(Pointing records)
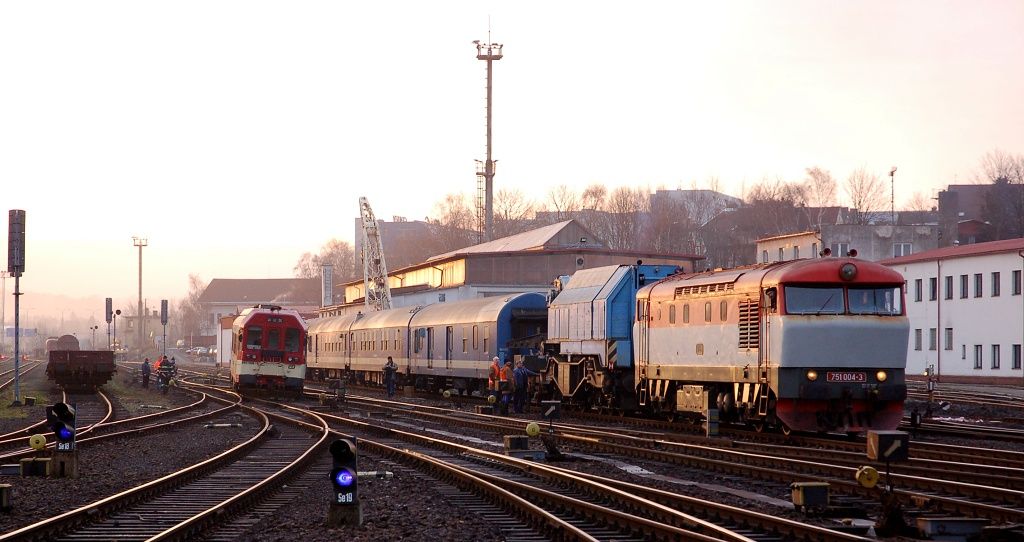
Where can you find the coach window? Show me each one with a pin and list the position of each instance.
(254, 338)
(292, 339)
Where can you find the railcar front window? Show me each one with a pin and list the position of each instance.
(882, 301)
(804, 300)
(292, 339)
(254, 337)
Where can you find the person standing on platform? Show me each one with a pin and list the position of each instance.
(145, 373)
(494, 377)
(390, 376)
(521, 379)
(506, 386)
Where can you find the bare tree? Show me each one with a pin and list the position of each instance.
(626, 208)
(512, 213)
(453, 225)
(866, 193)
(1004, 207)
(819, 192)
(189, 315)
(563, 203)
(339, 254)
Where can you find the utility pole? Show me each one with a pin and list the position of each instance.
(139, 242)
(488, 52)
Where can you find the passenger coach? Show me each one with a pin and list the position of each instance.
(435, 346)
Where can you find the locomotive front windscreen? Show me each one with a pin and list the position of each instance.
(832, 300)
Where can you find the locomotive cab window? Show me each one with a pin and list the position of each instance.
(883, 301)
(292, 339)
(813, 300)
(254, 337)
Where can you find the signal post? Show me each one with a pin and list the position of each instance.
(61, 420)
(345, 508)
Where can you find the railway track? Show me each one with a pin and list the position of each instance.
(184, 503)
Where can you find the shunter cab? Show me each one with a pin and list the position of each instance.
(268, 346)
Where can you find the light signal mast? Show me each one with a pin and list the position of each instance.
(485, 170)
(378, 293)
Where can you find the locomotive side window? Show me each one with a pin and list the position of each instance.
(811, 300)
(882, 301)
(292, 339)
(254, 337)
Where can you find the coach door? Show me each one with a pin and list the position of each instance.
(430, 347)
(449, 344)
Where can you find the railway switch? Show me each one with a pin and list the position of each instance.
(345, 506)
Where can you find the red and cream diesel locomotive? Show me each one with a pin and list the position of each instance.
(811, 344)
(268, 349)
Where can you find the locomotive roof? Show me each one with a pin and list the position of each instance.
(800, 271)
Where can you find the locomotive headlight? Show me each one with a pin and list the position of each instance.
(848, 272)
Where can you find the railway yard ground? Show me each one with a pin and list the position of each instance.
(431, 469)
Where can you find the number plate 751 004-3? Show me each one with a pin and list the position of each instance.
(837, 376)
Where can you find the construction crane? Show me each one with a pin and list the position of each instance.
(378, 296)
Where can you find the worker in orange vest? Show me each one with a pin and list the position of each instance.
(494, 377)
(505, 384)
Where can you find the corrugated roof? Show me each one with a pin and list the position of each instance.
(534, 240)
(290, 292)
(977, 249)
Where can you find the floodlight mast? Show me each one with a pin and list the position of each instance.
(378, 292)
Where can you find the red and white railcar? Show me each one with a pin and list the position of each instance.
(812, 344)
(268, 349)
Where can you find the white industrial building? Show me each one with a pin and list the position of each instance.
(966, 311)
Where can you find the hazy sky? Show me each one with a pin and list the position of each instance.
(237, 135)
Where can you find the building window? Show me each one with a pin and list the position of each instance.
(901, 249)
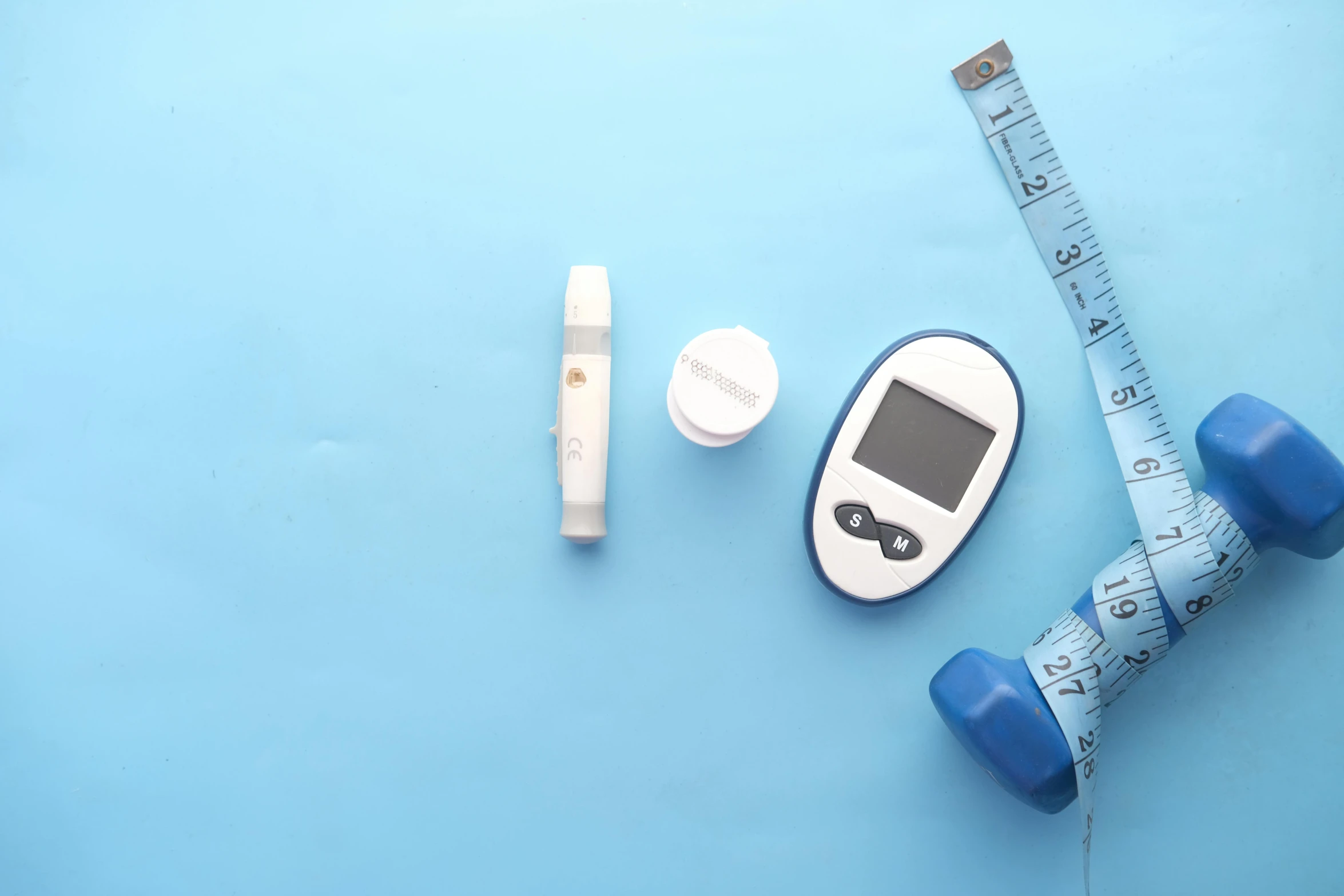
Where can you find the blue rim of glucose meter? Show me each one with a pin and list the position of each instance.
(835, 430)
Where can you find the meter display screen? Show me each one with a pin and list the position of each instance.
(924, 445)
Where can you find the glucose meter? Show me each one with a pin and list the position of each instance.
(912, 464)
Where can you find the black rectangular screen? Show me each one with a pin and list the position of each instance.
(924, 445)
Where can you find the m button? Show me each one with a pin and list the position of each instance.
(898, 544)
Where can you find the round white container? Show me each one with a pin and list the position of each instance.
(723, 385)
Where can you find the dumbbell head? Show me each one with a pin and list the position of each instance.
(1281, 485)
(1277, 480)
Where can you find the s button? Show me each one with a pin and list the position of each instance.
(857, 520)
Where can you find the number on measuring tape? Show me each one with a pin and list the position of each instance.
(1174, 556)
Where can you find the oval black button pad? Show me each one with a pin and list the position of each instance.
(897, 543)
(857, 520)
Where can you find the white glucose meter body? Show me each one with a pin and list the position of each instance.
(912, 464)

# [THE EXERCISE]
Copy out the lines starting at the one containing "Where can you find the dumbbell" and ending with the last line of the entries. Include nothing else.

# [EXPECTED ANSWER]
Where can you find the dumbbell head? Show me each one with a pin and list the position of each instance.
(1281, 485)
(1277, 480)
Where can you find the s button? Show me each one with a pin and list the position of each instance.
(857, 520)
Where can you find the number on measuring tape? Show me each one with a pin and list the position of each instance.
(1174, 556)
Where can you find the oval black button pad? Show me each one with a pin and list the position of each instance.
(897, 543)
(857, 520)
Where can you find the white glucose meter body? Show me each one with a pin and list the position of each instance.
(912, 464)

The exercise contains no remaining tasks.